***** Records supplied *****

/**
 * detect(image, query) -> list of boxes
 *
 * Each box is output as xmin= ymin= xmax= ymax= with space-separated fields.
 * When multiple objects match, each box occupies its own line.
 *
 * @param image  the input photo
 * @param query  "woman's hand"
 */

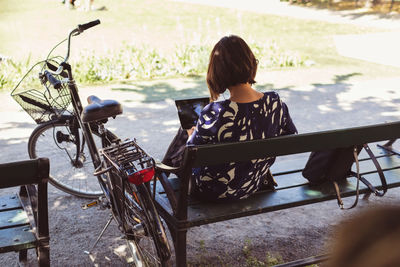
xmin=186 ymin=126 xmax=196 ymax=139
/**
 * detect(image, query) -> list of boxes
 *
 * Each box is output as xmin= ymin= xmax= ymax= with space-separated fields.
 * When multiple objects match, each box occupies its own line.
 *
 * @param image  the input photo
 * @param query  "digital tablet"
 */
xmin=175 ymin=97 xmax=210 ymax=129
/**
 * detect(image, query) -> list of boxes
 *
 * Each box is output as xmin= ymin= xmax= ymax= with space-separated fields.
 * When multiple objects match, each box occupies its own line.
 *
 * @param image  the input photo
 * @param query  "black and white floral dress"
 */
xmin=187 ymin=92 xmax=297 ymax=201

*****
***** Records supplied *****

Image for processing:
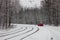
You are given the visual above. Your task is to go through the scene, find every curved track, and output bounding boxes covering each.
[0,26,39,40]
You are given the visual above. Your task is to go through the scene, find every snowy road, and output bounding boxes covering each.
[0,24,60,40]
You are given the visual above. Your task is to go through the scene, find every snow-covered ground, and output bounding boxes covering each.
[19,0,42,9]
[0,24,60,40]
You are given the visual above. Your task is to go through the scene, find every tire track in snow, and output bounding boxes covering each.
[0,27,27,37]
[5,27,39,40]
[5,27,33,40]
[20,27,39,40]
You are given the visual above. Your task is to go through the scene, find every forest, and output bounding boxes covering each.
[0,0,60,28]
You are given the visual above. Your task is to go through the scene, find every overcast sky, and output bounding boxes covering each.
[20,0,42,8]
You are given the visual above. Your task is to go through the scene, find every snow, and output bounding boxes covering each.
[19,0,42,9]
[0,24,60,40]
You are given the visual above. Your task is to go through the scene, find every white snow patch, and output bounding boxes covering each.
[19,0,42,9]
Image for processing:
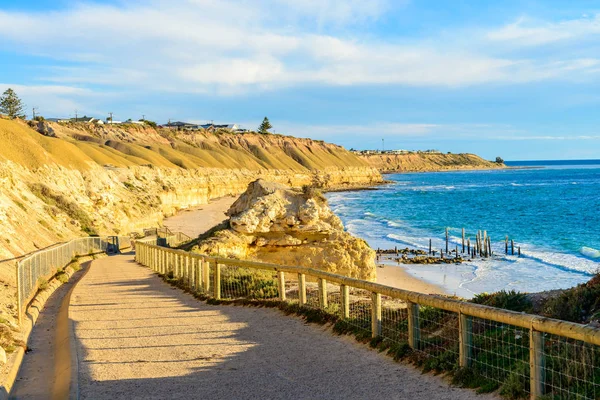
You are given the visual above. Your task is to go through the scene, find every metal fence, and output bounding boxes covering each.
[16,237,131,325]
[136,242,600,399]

*****

:: What this task involves ::
Return the data above word for word, starting at the line that contains "patch, and output bounding boxes covering each." and ending at the line that contains "[136,242,600,399]", with both of those lines included. Leave the pictures out.

:: Problem solution ::
You are given the visual above. Your task is to go through the scene, find every white snow patch, and output bounding boxes covering each.
[19,0,42,9]
Image for processing:
You are given the visual above. Your task is to go through the scene, find every metal fence, and output bounding boxes covering each.
[16,237,131,325]
[136,242,600,399]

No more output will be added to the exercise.